[Position annotation records]
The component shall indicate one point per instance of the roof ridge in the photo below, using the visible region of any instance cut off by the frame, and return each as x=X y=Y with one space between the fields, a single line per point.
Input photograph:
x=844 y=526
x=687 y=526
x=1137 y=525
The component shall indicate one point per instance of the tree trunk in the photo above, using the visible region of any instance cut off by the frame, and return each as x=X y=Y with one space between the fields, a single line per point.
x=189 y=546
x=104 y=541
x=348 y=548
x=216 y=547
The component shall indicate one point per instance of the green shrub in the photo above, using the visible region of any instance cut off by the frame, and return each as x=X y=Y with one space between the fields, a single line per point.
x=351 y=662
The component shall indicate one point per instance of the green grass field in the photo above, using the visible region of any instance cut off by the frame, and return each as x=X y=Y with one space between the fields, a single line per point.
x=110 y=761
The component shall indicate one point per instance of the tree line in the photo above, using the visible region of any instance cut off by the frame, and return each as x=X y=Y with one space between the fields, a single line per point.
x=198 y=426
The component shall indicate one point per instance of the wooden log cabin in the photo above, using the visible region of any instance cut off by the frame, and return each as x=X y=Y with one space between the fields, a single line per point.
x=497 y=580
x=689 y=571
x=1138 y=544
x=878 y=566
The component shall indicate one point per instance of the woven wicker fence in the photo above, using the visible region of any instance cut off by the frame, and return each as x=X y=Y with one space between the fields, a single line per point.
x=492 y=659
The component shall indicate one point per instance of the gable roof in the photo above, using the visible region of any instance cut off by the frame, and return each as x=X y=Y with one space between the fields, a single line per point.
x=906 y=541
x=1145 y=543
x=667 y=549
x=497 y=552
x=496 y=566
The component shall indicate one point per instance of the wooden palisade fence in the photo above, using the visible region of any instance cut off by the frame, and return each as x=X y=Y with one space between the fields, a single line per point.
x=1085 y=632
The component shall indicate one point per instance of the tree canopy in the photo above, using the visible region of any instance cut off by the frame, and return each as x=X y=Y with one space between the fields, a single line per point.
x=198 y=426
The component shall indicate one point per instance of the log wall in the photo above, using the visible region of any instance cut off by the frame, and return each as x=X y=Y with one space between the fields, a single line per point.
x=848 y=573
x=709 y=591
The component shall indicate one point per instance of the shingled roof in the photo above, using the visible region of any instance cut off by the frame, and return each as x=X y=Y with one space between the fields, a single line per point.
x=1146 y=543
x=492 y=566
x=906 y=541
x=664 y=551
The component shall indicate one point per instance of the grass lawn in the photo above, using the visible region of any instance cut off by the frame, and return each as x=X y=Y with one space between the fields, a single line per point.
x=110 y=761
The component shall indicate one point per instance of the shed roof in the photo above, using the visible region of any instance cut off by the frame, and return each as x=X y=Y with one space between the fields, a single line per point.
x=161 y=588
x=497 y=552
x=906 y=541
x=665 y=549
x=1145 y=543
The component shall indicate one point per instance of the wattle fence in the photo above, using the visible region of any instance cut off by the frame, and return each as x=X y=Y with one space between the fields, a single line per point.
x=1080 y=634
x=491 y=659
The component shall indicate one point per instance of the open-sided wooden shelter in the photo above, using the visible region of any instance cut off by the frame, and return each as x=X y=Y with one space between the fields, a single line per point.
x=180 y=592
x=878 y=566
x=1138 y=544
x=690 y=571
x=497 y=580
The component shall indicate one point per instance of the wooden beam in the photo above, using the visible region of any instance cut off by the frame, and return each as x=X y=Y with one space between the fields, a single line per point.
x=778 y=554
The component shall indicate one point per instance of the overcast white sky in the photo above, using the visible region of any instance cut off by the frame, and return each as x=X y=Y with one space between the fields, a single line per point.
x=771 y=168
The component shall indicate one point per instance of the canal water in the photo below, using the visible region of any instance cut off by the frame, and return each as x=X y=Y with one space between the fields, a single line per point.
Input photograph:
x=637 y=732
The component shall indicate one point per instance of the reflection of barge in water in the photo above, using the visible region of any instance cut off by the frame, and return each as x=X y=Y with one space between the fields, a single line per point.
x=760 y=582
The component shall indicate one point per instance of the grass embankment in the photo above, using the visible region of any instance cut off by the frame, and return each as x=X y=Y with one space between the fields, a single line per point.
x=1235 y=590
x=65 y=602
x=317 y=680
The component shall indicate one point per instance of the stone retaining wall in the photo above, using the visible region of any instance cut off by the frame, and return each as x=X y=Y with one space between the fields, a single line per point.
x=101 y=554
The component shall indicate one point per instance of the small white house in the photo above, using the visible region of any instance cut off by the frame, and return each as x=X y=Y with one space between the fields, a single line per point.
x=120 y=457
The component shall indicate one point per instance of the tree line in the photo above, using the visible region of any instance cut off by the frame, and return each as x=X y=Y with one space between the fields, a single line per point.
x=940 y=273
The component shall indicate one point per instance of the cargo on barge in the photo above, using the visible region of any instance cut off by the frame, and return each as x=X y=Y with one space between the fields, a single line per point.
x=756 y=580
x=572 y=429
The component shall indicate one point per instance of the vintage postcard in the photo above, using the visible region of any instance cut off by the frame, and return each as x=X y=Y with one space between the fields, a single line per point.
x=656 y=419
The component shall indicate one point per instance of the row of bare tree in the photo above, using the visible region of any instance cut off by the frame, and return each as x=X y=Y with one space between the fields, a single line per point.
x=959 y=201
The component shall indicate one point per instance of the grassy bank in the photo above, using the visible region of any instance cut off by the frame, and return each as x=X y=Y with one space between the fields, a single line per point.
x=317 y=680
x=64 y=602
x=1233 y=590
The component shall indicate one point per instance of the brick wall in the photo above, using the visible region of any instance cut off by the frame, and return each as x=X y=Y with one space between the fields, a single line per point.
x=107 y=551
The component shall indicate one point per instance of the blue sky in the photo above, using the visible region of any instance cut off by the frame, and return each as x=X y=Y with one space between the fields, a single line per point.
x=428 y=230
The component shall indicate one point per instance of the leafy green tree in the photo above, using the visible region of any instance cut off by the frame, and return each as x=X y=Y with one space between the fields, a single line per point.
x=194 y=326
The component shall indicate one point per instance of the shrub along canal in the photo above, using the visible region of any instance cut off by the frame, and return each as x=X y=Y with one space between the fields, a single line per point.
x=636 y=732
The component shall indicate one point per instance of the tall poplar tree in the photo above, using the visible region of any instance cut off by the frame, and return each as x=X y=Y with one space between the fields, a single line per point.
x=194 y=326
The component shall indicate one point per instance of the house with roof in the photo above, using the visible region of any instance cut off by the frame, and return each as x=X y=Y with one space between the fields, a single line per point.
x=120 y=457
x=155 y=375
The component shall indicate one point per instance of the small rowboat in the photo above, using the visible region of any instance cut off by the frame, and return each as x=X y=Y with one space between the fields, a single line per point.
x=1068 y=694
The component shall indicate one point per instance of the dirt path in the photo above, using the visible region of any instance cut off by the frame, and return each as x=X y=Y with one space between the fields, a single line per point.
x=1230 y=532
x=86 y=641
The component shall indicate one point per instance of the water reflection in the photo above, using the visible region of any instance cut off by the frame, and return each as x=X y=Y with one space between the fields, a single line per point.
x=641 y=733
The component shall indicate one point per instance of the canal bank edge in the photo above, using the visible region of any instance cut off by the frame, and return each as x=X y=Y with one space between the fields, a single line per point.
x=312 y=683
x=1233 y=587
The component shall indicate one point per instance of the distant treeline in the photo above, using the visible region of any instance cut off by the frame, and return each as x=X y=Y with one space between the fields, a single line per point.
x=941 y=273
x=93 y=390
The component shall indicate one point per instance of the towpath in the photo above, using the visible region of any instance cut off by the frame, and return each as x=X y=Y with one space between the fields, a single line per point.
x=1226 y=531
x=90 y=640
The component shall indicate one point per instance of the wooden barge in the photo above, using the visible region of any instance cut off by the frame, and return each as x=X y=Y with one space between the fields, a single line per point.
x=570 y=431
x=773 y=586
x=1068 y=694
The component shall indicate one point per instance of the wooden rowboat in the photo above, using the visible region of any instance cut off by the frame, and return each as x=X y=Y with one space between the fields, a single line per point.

- **Set exercise**: Can you turn the material from its start through the line containing "x=1137 y=525", inclusive, into a numbered list, leaving out any blank lines?

- **Output for this exercise**:
1. The component shall indicate one point per instance of the roof ridge in the photo below, using the visible region of any instance cut off by the frame, and return each as x=X y=Y with one space between the fields, a single line per point.
2. Input photograph:
3. x=844 y=526
4. x=687 y=526
5. x=1137 y=525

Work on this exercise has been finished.